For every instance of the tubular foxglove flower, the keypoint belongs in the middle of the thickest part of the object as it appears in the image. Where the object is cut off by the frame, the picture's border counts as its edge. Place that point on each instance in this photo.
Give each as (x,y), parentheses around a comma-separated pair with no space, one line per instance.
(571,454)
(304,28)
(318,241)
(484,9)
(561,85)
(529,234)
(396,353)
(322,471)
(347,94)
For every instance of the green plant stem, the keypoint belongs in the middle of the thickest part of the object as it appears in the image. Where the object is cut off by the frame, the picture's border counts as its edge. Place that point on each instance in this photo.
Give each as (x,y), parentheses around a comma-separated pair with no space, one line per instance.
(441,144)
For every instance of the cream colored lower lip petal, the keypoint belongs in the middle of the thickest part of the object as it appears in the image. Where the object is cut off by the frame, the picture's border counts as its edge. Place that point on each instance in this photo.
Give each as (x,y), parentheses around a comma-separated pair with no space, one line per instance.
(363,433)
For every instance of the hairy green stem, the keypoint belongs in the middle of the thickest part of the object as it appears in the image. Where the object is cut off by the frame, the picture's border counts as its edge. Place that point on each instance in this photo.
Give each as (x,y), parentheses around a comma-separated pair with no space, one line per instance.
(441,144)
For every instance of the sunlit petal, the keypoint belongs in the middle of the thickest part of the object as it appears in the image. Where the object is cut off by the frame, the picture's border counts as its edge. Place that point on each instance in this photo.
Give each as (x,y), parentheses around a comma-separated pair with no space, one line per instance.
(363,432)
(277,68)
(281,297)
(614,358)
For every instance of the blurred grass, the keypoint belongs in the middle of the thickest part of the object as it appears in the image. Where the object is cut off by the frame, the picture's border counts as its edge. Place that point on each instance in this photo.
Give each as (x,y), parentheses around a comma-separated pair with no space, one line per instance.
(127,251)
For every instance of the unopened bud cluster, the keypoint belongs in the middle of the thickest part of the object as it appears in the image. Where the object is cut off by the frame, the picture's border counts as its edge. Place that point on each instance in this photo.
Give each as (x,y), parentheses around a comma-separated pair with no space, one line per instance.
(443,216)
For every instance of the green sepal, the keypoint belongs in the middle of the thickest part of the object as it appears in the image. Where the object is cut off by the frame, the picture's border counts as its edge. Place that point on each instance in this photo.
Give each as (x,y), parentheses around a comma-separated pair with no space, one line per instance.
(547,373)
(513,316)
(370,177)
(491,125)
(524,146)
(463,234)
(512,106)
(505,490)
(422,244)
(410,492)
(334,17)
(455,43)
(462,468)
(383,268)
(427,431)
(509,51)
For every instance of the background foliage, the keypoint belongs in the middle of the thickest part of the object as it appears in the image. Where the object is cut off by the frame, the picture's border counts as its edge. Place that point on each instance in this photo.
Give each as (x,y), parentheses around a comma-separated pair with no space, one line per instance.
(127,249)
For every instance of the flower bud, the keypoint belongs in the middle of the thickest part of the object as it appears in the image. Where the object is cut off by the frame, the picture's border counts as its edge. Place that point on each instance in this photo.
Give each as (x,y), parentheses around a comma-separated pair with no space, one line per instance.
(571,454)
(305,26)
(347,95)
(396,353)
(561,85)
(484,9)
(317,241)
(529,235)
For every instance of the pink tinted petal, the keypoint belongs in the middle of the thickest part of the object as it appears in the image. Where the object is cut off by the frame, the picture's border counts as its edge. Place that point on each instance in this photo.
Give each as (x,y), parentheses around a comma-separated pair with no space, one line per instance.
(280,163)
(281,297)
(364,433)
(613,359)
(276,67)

....................

Please quote exactly the lines from the one containing "For every instance of the green sepal, the" through the last line of the records above, both included, and nothing else.

▸ SOLUTION TO THE PROBLEM
For every instance of the green sepal, the keypoint belongs in the middle of the thickest part of the object as it appears in the image. Where the object is cut off by the frame, the picture's border counts as its edge. Place that point on each instance in this photo.
Give each as (x,y), parentheses around a comma-separated pair with no space, one line per instance.
(547,373)
(513,316)
(370,177)
(491,125)
(524,146)
(463,234)
(512,106)
(505,490)
(422,244)
(410,492)
(334,17)
(455,43)
(462,468)
(383,268)
(427,431)
(509,51)
For every instance of the background foliage, the keypoint belongs in the middle of the thickest part of the object as it appears in the image. Where the object is cut off by the frame, the picture's border counts as its edge. Place that point on each instance in this photo.
Give each as (x,y), parentheses around a comma-separated pair with no space, one line per instance.
(127,249)
For every instance of the flower bud, the keypoint belongs in the middle of the thickest part of the object as it appears in the image. Where the object is cut off by the frame, the picture's border counts as its edge. Place that point on each instance in this photo.
Give each as (x,y), parentheses around a comma-separated pair with no space, one line per instance.
(571,454)
(305,26)
(347,95)
(396,353)
(561,85)
(484,9)
(317,241)
(529,235)
For every instance of the pink tinted petal, the keypoint belongs in the middle of the thickest part of the object as it appears in the image. Where the object is cut off by the frame, the picture's border counts as its edge. Place that point on each instance in this photo.
Give each as (x,y), parentheses around a comma-separated pair with no space, one line per instance.
(280,163)
(281,297)
(364,433)
(613,359)
(276,67)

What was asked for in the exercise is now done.